> _WORK TO COMPLETE_
Write out every row below word for word, but leave out the picture.

----------

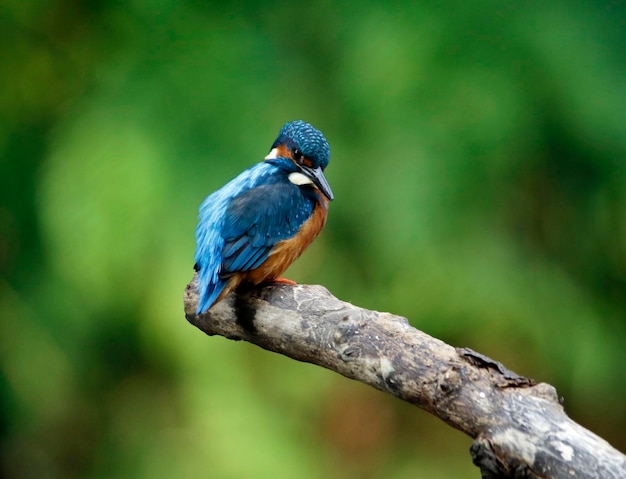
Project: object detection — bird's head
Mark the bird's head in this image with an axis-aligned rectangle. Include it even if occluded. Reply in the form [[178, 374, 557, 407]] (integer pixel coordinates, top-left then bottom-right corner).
[[265, 120, 333, 201]]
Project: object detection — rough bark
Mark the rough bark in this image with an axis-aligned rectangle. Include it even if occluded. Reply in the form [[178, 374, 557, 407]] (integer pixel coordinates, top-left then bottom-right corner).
[[185, 277, 626, 479]]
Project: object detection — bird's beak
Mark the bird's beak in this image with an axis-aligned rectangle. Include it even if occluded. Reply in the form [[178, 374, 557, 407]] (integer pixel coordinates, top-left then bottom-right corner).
[[298, 164, 335, 201]]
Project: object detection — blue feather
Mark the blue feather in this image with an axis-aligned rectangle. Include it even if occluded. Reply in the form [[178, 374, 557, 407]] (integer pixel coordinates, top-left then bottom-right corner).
[[195, 120, 333, 314], [195, 161, 316, 314]]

----------

> _WRITTEN RESPONSE_
Project: object detection — bird's head
Mark the bird's head in this image with an axis-aligned rectangle. Include it even if occluded. Reply in the form [[178, 374, 557, 407]] (integer pixel coordinates, top-left then bottom-right corner).
[[265, 120, 333, 201]]
Project: object detection — rough bark
Mark the rough bark in this image with an axis-aligned rectangle. Include it even if occluded. Reply in the form [[178, 374, 557, 407]] (integer pixel coordinates, top-left then bottom-right corner).
[[185, 277, 626, 479]]
Project: object detection — bird's beak
Mark the bird's beak in this image with an axis-aligned rectangle. Include it even if occluded. Reply in the form [[178, 374, 557, 407]] (integer pixel coordinates, top-left then bottom-right corner).
[[298, 164, 335, 201]]
Project: object detection — blue feather
Mark the blue feather in this image with an axis-aligned rectangle. Include it even if occluded. Reply in the form [[178, 374, 557, 407]] (integer pixel coordinates, top-left then bottom-right corner).
[[195, 120, 333, 314], [195, 161, 316, 314]]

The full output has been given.